RECORDS FOR PROCESSING:
--

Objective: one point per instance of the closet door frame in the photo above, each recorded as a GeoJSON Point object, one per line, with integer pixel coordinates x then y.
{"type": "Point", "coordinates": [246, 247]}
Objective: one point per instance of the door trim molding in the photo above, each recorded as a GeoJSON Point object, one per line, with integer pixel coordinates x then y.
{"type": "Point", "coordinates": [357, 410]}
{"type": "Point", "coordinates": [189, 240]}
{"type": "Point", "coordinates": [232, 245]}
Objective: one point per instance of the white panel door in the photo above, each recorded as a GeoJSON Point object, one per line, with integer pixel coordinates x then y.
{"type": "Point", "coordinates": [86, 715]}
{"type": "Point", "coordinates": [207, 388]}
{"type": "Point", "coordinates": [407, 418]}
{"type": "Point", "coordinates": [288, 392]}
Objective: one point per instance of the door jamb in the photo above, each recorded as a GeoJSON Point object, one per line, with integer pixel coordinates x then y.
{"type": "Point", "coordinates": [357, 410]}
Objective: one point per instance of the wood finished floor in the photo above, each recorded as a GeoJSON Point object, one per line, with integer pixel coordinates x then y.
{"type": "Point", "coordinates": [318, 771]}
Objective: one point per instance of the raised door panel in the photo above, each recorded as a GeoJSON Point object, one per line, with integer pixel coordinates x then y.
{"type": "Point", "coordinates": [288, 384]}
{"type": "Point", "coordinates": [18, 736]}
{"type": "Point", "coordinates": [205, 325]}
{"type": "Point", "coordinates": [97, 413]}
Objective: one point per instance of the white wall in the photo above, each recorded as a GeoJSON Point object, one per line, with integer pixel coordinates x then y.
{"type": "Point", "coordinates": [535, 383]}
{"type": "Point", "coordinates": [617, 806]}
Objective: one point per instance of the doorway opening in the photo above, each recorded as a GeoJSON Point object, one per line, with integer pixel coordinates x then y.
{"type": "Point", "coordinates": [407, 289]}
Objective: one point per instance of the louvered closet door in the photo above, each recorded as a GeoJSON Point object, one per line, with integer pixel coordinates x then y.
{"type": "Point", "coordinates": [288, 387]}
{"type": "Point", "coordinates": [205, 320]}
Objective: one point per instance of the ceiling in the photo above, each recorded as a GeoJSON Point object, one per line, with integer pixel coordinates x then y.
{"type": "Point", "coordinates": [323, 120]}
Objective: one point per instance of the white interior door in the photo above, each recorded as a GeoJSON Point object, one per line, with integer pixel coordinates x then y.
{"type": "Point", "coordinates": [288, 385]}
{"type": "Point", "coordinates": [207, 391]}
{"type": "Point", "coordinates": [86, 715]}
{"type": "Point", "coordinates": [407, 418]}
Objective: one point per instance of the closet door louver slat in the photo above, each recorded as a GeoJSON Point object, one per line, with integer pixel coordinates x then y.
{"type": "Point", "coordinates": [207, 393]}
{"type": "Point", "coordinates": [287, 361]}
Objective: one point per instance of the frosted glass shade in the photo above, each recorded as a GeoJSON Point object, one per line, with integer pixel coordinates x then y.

--

TASK ITEM: Reproduce the material exactly, from the first line to the last.

ANSWER SPACE:
Objective: one point per instance of the closet door frame in the photo above, each recorded as a GeoJSON Point object, one per line, with integer pixel coordinates x then y.
{"type": "Point", "coordinates": [246, 247]}
Objective: one point per instance of the door trim molding in the photo above, each recorded as a GeoJSON Point object, one per line, with integer pixel coordinates x then y.
{"type": "Point", "coordinates": [357, 410]}
{"type": "Point", "coordinates": [189, 240]}
{"type": "Point", "coordinates": [232, 245]}
Objective: one point per instance of the white panel door in the photo above, each recorded as a GeoJSON Point object, one per line, with integer pixel coordinates x then y.
{"type": "Point", "coordinates": [86, 715]}
{"type": "Point", "coordinates": [207, 388]}
{"type": "Point", "coordinates": [407, 418]}
{"type": "Point", "coordinates": [288, 392]}
Objective: one point per instance of the door jamb in the photo above, each recorded as a GeoJSON Point object, one per line, with integer pixel coordinates x then y.
{"type": "Point", "coordinates": [357, 410]}
Objective: one point per instance of the wood finished floor in the photo above, each recorded as a GeoJSON Point object, one per line, with integer pixel coordinates x then y.
{"type": "Point", "coordinates": [318, 771]}
Objective: one point per instance of the raised door panel in the photo above, each recorded as a GeoJSON Point object, one per line, with integer pixel coordinates x then y.
{"type": "Point", "coordinates": [288, 384]}
{"type": "Point", "coordinates": [18, 736]}
{"type": "Point", "coordinates": [205, 325]}
{"type": "Point", "coordinates": [97, 413]}
Objective: one point per instance of the white wall in the photo above, each recorded as a GeoJSON Point object, one per line, with integer pixel coordinates x then y.
{"type": "Point", "coordinates": [535, 383]}
{"type": "Point", "coordinates": [617, 806]}
Objective: one point per instance of the doorway opening in the photo above, each recorded as a GeoJSON Point object, one per line, with integer pixel coordinates x then y.
{"type": "Point", "coordinates": [407, 289]}
Objective: one point per instance of the louvered closet door in the photo above, each recorded as a GeoJSON Point object, one per line, with integer pixel coordinates x then y.
{"type": "Point", "coordinates": [288, 387]}
{"type": "Point", "coordinates": [205, 320]}
Objective: one point per instance of the ceiling in the photo above, each recorded as a GeoJSON Point object, one per line, with integer pixel coordinates x then y.
{"type": "Point", "coordinates": [323, 120]}
Objective: one point per instance of the white interior door in the photo above, each recorded as a GeoJSON Point object, one per line, with integer pixel coordinates x then y.
{"type": "Point", "coordinates": [288, 385]}
{"type": "Point", "coordinates": [207, 391]}
{"type": "Point", "coordinates": [86, 715]}
{"type": "Point", "coordinates": [407, 418]}
Objective: one point per instance of the closet door louver slat in the photo above, each recorded as a GeoJSON Point object, one per line, with integer pixel coordinates x then y.
{"type": "Point", "coordinates": [207, 393]}
{"type": "Point", "coordinates": [287, 361]}
Objective: one point per instance of the frosted glass shade in the photo above, each recorded as a GeoJSON Point object, one per line, with integer pixel coordinates x then y.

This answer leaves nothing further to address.